▶ [QUOTED TEXT]
Best Practice Recommendations for Data Management

Best practices for time series of high frequency sensor data and harmonized, static datasets

EDI Logo


Additional documentation and help is available at the Environmental Data Initiative.


Time series of high frequency streaming sensor data:

  1. Get level 0 raw (level 0) data from platform
  2. Store level 0 raw as an ASCII file locally and back up in a different location where it will not get changed
  3. Archive level 0 (annually, monthly) with EDI.
  4. Share level 0 through CUAHSI (creating standardized data ready to harmonize with other data)

▶ [GIVEN DATA]
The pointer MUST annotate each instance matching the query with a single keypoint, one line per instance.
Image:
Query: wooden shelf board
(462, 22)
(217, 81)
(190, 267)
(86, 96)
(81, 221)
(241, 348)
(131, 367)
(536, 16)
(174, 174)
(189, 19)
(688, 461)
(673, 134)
...
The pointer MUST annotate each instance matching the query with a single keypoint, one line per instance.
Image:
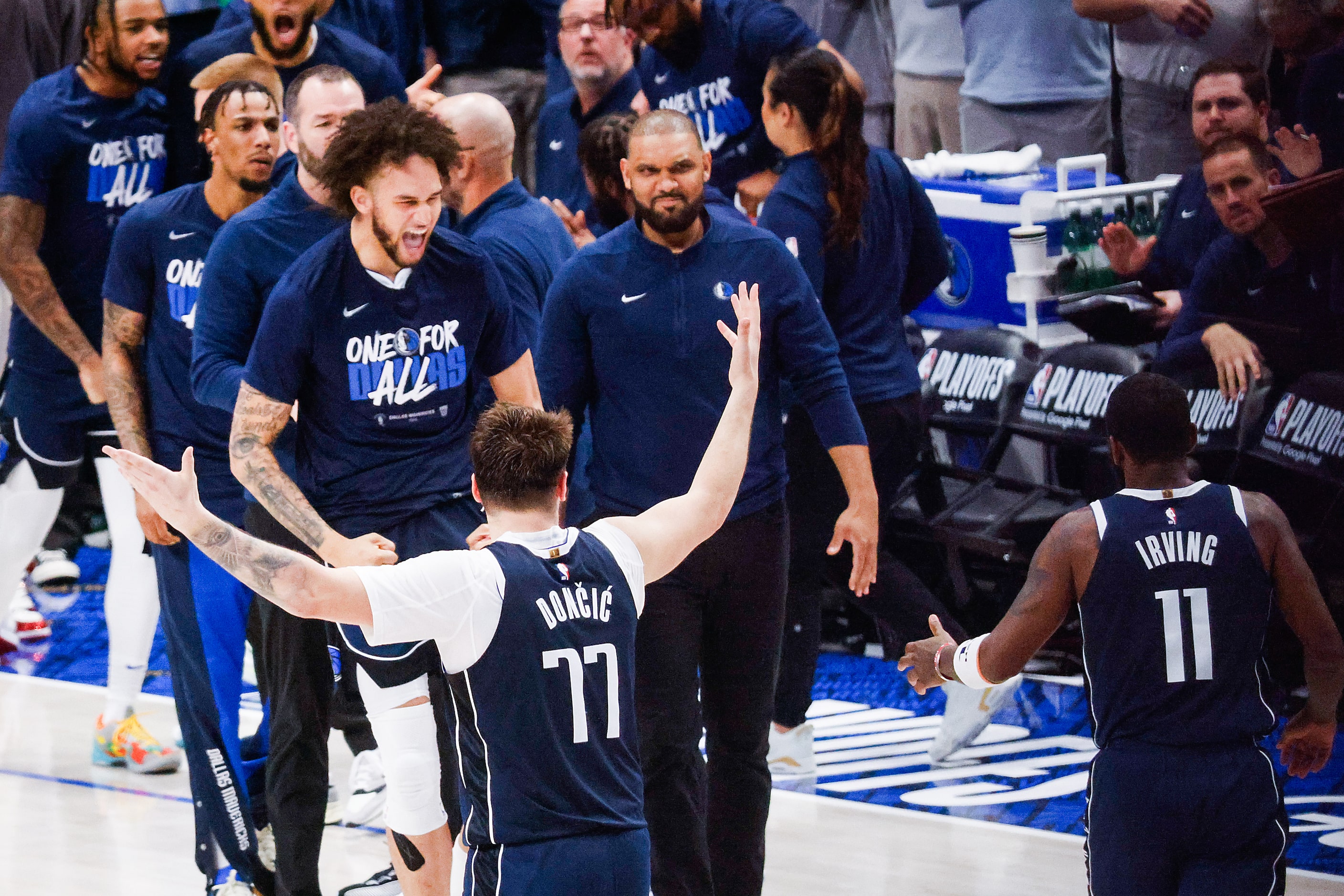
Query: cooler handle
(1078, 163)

▶ [THE PROBLEM] In the data management best practices, what file format is given for storing level 0 raw data locally?

▶ [ANSWER] An ASCII file.